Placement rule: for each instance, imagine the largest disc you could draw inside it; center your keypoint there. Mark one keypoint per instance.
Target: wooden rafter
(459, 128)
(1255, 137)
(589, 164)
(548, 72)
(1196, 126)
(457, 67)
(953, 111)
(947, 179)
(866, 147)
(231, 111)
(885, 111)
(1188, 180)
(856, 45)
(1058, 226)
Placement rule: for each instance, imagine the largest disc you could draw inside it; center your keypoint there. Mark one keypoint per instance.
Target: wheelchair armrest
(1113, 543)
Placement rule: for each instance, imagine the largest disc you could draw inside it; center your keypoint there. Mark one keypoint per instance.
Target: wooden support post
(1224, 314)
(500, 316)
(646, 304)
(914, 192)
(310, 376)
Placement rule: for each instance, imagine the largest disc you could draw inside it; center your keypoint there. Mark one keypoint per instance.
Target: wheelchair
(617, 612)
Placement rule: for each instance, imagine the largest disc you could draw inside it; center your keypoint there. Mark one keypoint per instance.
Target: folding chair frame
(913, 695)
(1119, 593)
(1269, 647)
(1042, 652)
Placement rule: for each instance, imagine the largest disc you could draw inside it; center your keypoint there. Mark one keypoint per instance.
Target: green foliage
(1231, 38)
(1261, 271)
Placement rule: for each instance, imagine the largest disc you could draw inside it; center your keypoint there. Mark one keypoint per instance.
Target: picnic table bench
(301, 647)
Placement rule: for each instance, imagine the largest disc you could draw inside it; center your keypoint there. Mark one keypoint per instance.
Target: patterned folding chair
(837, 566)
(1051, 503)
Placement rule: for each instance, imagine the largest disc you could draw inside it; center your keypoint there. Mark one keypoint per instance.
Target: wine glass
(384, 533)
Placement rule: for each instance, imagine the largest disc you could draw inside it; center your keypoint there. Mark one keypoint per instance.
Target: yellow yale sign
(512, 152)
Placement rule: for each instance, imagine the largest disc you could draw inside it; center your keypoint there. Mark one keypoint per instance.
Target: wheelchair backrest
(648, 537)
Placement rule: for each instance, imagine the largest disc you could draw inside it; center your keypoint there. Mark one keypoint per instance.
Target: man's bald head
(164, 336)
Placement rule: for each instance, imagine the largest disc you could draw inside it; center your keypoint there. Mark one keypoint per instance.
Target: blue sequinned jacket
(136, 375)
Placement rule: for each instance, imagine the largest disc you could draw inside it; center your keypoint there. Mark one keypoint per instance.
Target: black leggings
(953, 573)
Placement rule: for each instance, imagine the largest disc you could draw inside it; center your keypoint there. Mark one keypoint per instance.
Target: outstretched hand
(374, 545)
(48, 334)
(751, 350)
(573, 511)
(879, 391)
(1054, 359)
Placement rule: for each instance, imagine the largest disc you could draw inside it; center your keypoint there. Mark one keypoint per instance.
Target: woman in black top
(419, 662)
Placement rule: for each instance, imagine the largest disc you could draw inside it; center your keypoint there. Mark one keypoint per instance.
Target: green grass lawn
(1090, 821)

+---+

### What you are asked to do
Can you write out the records again from their start through the line containing "(1058, 226)", inclusive, keeping the requests and shifting every coordinate by subtracting 11 from each of its numbers?

### Reply
Placement rule: for each instance, imagine the largest disc you could draw inside it; center your keypoint there. Mark one keypoint per instance.
Target: wooden rafter
(448, 117)
(1244, 126)
(578, 153)
(537, 61)
(1185, 115)
(446, 56)
(942, 100)
(936, 168)
(855, 136)
(220, 100)
(874, 100)
(1177, 169)
(845, 34)
(1047, 215)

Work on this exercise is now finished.